Text passage —
:::::

But he would have to follow a "regime of ordered work activity, interspersed with regular amounts of exercise, recreation and rest." This meant that some of the less vital duties that he had been performing, including some speeches, ceremonial dinners, receptions and correspondence, would be reduced. "All of this means also that neither for renomination nor re-election would I engage in extensive traveling and in whistle-stop speaking, normally referred to as barnstorming. I had long ago made up my mind, before I ever dreamed of a personal heart attack, that I could never as President of all the people conduct the kind of campaign where I was personally a candidate . . .

"I shall in general wage no political campaign in the customary pattern. Instead, my principal purpose if renominated will be to inform the American people accurately through means of mass communication."

Then Dwight Eisenhower uttered what seemed to be the key to his decision: "The work that I set out four years ago to do has not yet reached the stage of development and fruition that I then hoped could be accomplished within the period of a single term in this office. So if the American people choose under the circumstances I have described to place this duty upon me I shall persist in the way that has been charted by my associates and myself."

When the President finished, Mrs. Eisenhower stepped to his side and took his hand. Then he picked up his text, said "Thank you, thank you, boys," to the cameramen and, with the members of his family who had been in the room, went back to his living quarters. There was no doubt that he had on that day decided the Republican nomination for the presidency. And most political observers felt that he had also decided the election.

:::::

Supplied material —
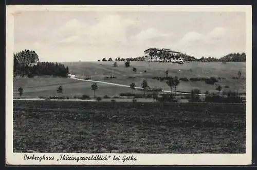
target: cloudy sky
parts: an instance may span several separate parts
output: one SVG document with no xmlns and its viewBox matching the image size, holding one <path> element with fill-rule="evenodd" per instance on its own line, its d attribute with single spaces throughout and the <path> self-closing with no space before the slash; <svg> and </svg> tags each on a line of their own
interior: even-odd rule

:::::

Requirements —
• A. In the passage on Eisenhower's decision, what did Mrs. Eisenhower do when the President finished speaking?
• B. From the passage on Eisenhower's decision, return verbatim the part that opens with the words containing "When the President" and closes with "decided the election.".

Answers for the exercise —
• A. She stepped to his side and took his hand.

• B.
When the President finished, Mrs. Eisenhower stepped to his side and took his hand. Then he picked up his text, said "Thank you, thank you, boys," to the cameramen and, with the members of his family who had been in the room, went back to his living quarters. There was no doubt that he had on that day decided the Republican nomination for the presidency. And most political observers felt that he had also decided the election.